_Excerpted records_
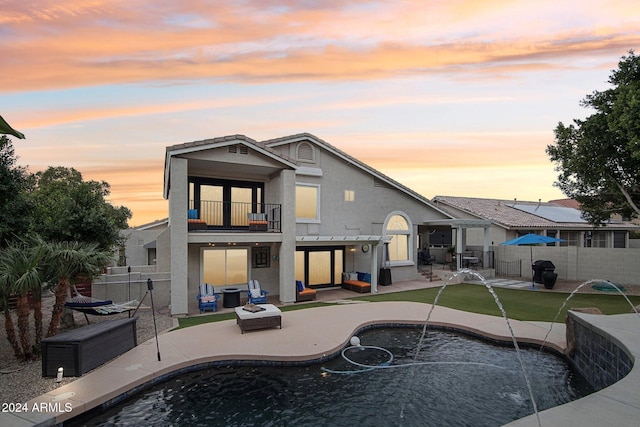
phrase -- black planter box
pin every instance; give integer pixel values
(549, 279)
(86, 348)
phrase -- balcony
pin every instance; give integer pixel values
(206, 215)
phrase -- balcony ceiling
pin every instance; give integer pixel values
(209, 168)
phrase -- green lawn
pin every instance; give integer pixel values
(519, 304)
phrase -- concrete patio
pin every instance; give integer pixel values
(333, 327)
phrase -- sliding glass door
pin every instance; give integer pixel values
(319, 267)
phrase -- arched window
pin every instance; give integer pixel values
(305, 152)
(399, 231)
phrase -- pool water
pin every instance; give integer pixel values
(486, 389)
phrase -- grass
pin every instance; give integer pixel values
(518, 304)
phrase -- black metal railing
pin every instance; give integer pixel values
(215, 215)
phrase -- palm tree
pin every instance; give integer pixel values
(20, 275)
(9, 327)
(66, 262)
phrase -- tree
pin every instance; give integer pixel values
(20, 274)
(70, 209)
(66, 262)
(15, 185)
(599, 157)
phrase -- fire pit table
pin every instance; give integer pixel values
(264, 316)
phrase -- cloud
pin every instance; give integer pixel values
(109, 43)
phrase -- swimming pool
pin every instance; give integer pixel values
(470, 382)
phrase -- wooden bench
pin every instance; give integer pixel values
(356, 286)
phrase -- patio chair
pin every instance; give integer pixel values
(303, 293)
(255, 294)
(207, 298)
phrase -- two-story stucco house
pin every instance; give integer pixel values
(287, 209)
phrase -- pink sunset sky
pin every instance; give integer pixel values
(447, 97)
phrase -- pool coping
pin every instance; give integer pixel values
(317, 333)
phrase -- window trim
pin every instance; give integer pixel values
(410, 238)
(305, 220)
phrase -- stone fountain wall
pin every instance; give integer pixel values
(600, 358)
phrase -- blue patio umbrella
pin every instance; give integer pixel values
(7, 129)
(531, 239)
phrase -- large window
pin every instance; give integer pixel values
(398, 231)
(307, 202)
(224, 267)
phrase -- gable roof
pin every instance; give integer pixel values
(516, 214)
(223, 141)
(354, 162)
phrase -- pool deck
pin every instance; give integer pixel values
(315, 333)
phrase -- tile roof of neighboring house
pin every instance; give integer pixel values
(520, 214)
(570, 203)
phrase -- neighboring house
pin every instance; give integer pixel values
(287, 209)
(140, 244)
(513, 218)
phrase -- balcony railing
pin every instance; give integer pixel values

_Assignment_
State only the number of lines above that contain the word "patio".

_Response box_
3